* _EXTRACTED ENTRIES_:
▼▼▼

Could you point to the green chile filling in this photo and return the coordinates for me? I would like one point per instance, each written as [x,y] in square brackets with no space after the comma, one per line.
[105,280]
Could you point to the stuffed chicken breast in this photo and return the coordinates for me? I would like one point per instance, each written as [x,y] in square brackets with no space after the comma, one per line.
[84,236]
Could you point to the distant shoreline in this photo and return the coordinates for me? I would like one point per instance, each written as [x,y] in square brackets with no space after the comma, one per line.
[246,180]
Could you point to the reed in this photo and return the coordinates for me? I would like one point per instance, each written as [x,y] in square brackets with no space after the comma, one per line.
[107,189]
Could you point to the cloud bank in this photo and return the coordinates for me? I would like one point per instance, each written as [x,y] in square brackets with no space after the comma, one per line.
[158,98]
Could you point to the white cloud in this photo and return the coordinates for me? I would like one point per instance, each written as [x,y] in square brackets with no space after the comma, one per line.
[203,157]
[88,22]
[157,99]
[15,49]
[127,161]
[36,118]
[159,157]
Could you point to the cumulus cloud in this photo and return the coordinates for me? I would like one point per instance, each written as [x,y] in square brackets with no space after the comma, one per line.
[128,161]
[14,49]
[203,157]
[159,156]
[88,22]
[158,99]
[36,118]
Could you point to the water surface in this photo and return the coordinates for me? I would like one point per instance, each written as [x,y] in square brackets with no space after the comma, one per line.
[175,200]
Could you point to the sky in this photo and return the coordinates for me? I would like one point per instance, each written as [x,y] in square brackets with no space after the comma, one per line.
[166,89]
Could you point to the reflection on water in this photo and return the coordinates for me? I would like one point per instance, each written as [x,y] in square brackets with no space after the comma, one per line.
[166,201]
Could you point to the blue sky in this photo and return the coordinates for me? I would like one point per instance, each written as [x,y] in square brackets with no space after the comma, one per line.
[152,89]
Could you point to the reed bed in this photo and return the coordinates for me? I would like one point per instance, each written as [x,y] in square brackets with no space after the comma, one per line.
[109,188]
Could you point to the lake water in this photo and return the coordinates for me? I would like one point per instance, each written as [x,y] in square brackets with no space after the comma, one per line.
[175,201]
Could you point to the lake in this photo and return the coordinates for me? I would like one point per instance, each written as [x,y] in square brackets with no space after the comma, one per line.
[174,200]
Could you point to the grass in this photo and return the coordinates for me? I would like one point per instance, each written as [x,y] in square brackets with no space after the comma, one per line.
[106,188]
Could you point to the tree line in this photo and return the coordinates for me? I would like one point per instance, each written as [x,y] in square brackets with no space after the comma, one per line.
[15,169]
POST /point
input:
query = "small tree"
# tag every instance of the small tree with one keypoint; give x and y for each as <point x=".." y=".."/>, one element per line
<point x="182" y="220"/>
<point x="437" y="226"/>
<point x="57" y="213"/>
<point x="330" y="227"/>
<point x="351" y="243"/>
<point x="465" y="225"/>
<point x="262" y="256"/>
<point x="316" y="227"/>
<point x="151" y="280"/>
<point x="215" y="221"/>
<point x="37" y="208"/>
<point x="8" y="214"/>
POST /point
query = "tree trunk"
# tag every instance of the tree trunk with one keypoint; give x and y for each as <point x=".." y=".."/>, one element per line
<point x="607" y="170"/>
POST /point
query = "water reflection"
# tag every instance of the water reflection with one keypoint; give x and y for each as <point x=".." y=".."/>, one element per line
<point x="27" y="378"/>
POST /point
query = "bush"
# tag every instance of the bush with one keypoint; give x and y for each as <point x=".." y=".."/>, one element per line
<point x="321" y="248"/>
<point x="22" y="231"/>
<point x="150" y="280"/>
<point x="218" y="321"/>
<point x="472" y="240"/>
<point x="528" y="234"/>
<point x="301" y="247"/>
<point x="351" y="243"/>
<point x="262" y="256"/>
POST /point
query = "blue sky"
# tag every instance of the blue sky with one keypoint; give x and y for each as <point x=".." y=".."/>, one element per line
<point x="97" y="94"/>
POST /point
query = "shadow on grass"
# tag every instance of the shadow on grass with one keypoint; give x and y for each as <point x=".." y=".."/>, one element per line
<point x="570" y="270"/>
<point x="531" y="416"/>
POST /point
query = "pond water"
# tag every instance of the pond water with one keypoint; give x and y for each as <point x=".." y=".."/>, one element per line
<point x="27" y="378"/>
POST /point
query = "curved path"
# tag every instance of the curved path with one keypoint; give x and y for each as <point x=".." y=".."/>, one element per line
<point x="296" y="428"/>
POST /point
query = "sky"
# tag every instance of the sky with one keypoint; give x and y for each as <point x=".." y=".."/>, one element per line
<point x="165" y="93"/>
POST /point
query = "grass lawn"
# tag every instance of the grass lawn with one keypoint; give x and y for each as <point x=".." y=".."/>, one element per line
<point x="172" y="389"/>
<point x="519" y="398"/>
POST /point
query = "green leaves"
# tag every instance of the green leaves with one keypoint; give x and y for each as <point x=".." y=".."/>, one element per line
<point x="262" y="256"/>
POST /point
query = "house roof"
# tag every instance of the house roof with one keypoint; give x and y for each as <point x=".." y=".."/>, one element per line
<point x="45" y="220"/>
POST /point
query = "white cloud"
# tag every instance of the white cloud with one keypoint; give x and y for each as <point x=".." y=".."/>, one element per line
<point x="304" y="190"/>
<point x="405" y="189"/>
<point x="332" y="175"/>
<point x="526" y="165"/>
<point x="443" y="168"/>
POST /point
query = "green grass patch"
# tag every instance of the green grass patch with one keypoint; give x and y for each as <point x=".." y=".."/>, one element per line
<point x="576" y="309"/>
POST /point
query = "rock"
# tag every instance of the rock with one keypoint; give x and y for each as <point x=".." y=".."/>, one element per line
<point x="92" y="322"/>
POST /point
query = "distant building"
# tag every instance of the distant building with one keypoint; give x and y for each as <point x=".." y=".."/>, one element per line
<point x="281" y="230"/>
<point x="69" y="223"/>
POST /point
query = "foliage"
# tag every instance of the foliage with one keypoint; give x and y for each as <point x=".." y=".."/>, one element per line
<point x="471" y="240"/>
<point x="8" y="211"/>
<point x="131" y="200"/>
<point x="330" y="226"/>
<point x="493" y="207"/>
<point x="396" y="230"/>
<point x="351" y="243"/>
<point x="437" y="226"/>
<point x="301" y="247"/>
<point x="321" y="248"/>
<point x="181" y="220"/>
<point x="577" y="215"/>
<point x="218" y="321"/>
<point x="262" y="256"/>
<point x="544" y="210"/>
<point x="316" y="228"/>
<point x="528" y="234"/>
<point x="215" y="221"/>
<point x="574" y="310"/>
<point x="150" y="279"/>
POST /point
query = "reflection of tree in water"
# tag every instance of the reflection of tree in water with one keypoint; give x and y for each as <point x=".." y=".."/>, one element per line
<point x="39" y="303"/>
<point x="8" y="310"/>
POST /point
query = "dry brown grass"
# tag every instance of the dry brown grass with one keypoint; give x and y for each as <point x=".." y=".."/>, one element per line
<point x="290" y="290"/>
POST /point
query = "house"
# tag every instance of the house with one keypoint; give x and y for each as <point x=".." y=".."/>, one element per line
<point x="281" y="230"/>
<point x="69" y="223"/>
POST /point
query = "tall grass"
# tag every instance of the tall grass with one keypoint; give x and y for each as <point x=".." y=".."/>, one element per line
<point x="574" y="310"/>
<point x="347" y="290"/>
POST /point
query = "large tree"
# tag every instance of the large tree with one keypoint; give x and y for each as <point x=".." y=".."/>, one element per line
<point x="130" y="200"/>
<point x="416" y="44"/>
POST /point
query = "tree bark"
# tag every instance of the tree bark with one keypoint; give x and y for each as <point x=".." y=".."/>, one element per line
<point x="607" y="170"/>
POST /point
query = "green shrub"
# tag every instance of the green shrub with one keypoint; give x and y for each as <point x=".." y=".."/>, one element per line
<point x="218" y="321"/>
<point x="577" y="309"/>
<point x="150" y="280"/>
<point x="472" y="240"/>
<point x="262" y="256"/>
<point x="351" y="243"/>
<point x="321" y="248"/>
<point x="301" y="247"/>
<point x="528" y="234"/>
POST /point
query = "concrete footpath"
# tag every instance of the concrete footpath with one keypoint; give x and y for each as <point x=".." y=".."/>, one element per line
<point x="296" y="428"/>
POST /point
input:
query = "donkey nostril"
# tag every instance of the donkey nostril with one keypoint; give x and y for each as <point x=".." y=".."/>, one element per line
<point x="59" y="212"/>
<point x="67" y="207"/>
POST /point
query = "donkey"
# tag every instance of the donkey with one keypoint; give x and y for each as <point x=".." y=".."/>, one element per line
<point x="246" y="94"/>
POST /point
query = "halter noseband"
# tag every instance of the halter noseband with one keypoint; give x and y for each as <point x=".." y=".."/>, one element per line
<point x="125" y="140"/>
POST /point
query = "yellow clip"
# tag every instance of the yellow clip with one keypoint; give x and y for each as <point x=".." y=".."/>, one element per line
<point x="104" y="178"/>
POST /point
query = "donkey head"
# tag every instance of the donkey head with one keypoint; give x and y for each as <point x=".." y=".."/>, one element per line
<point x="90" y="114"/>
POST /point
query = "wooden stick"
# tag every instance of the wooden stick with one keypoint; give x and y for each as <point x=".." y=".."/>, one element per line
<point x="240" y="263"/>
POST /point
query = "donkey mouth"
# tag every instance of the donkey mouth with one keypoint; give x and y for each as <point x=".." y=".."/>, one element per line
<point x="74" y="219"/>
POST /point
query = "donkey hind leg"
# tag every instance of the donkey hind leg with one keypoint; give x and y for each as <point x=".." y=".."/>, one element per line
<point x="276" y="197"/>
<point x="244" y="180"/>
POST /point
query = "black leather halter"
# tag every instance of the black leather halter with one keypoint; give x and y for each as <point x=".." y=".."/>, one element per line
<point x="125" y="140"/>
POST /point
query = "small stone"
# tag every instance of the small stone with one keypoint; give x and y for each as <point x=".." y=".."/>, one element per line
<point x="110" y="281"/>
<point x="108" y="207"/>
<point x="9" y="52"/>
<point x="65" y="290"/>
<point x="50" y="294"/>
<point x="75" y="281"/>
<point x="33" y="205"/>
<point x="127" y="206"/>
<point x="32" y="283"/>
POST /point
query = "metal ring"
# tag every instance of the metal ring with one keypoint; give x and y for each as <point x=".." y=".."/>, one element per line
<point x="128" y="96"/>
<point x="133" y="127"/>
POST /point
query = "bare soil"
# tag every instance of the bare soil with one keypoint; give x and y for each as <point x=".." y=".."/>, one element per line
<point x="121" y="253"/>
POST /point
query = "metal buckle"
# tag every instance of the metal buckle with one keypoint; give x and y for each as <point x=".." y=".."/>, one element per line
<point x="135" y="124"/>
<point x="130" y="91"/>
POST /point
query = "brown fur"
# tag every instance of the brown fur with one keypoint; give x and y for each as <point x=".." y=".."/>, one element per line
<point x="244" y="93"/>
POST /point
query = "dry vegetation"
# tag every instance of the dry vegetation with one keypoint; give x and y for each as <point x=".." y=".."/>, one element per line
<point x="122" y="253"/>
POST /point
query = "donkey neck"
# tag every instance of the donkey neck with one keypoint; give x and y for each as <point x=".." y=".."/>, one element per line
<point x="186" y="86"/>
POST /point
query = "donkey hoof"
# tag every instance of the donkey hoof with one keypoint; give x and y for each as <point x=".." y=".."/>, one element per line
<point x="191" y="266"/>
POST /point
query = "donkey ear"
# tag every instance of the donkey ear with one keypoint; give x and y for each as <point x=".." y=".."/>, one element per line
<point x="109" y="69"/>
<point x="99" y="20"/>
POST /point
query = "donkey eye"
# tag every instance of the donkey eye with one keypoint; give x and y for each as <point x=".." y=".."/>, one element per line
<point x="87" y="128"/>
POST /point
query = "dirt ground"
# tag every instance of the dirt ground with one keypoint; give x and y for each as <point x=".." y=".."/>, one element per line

▲▲▲

* _AIM OF THE EXERCISE_: Select every line of the items above that contains the string "nostril", and copy each one in full.

* _RESULT BELOW_:
query = "donkey nostril"
# tag every instance of the donkey nostril with one keypoint; give x and y for each as <point x=".." y=".."/>, one element per line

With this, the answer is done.